RECORDS FOR PROCESSING ::
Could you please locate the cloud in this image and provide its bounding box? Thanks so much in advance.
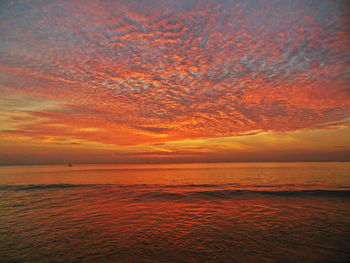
[0,0,350,145]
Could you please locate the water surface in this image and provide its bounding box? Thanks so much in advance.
[0,163,350,262]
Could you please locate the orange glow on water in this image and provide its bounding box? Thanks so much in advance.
[0,0,350,163]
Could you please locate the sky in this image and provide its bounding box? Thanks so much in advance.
[0,0,350,165]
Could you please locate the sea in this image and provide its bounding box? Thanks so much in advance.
[0,162,350,263]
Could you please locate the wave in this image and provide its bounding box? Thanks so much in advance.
[137,190,350,199]
[0,184,350,200]
[0,184,92,190]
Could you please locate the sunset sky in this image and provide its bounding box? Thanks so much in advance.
[0,0,350,164]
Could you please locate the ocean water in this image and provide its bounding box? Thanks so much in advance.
[0,163,350,262]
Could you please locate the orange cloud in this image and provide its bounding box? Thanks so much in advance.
[0,0,350,164]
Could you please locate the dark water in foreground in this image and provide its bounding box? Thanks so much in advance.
[0,163,350,262]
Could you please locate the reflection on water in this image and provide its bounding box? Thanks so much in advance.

WHAT THIS TASK INVOLVES :: Rewrite all of the data above, swapping "image" for "photo" wherever it appears and changing nothing else. Leave the pictures out.

THE SOLUTION ::
Could you please locate the cloud in this photo and provide its bounding box? Thanks so much in advance.
[0,0,350,145]
Could you please locate the water surface in this photo and provide its bounding box? Thanks so much in advance.
[0,163,350,262]
Could you please locate the orange glow on water in this photo and provide its bounding box? Thanks so much in advance.
[0,0,350,163]
Could you please locate the sky in this photo and provide its bounding box? Thanks so much in advance.
[0,0,350,165]
Could you please locate the sea in this photo and provide its bounding box? Thanks so much in advance.
[0,162,350,263]
Could you please locate the wave in this photo and provide its bounding box? Thanks so much in advance.
[137,190,350,199]
[0,184,350,200]
[0,184,92,190]
Could you please locate the sunset sky in this photo and provide its bounding box? Thanks so much in advance.
[0,0,350,164]
Could you please locate the ocean water in this photo and provide its bounding box? Thanks so much in advance.
[0,163,350,262]
Could you please locate the orange cloud in this photo and provide its bounding box? Thanks so much in advance.
[0,0,350,164]
Could you please locate the dark water in foreground in this photo and provide its bounding box? Thanks so much in advance.
[0,163,350,262]
Could you please locate the reflection on water in this photo and provide its bounding box? Thanks so much in advance.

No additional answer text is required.